→ Records supplied:
== Segment start ==

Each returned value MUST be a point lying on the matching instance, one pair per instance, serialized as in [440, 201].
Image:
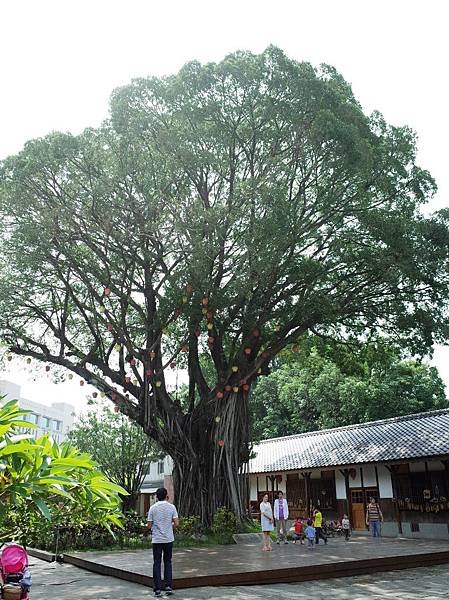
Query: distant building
[57, 419]
[159, 475]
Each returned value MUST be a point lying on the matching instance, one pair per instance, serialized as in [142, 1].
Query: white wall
[56, 420]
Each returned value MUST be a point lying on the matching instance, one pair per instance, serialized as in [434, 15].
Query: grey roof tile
[409, 437]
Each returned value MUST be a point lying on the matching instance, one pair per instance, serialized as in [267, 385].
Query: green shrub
[190, 527]
[224, 524]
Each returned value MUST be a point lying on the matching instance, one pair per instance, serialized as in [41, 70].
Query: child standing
[310, 534]
[346, 526]
[266, 522]
[299, 531]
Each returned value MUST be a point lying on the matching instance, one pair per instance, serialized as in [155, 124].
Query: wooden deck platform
[248, 565]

== Segment end ==

→ Assignment:
Print nothing but the lines from the line with "Query: child standing" to the last line of the records above. Both of those lines count.

→ Reply:
Query: child standing
[310, 534]
[346, 526]
[266, 522]
[299, 531]
Each returned value MUST be a point lying on the matching instance, one pair per instance, serialized as in [155, 124].
Query: wooden deck platform
[248, 565]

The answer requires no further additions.